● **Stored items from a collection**
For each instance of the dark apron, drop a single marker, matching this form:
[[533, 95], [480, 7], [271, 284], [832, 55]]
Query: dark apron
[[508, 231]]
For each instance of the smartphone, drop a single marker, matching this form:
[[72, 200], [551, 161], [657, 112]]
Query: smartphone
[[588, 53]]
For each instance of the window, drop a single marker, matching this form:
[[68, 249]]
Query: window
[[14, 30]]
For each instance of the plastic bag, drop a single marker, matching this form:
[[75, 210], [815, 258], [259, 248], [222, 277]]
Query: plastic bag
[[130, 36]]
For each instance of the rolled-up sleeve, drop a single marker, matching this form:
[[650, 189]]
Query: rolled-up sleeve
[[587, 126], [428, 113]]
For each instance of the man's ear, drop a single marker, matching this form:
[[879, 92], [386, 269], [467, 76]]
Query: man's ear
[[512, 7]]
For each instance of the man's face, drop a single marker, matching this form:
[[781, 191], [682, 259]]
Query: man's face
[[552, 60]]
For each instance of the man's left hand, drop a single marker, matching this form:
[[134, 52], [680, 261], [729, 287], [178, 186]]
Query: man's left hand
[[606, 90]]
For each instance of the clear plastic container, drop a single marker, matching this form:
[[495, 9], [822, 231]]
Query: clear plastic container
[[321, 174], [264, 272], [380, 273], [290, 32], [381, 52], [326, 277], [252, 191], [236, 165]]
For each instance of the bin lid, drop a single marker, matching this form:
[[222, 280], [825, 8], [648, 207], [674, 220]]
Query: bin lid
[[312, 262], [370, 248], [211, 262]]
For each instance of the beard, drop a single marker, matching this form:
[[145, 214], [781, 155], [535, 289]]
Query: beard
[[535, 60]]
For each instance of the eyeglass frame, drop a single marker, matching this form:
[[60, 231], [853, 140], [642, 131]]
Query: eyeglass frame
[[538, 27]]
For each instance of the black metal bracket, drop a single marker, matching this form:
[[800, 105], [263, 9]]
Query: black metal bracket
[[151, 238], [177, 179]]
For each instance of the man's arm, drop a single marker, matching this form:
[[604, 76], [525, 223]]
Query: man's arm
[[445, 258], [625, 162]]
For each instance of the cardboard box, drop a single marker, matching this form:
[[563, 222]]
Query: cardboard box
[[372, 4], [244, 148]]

● **AIM OF THE EXERCISE**
Starting from the line containing "For each instance of the man's face, drop", repeat each line through the end of the entries, exactly.

● **OUTPUT FOR THIS EXERCISE**
For each instance of the man's face, drop a single marker, matching this form:
[[781, 191], [682, 259]]
Query: man's face
[[552, 60]]
For each instance of the man's left hand, drop a single marker, matching this form:
[[134, 52], [680, 261], [729, 287], [178, 186]]
Query: man's left hand
[[606, 90]]
For each instance of the clear plastic container, drop a single marker, matching this form:
[[495, 9], [822, 231]]
Query: clear plastic container
[[321, 174], [264, 272], [380, 273], [290, 32], [381, 52], [326, 277], [252, 191], [236, 165]]
For each instance of the bin lid, drop a single marker, matching this form:
[[222, 280], [825, 8], [648, 207], [674, 220]]
Query: bin lid
[[312, 262], [370, 248], [211, 262]]
For each instance of the beard, drop a single marker, matching this form:
[[145, 214], [781, 155], [535, 289]]
Query: beard
[[535, 60]]
For each instance of the eyeglass frame, drop a single marker, matching this form:
[[60, 231], [853, 140], [642, 131]]
Query: eyeglass frame
[[538, 27]]
For each instance of the black metal bracket, drop a single marker, matching this form:
[[800, 105], [263, 9]]
Query: black metal bracket
[[151, 238], [177, 179]]
For each instance of the man's arm, drop a single marker, matching this form:
[[604, 76], [525, 223]]
Query: man's arm
[[445, 258], [625, 162]]
For each instance of the cardboard box, drop a single marker, matching this form:
[[563, 222]]
Query: cardboard box
[[372, 4], [244, 148]]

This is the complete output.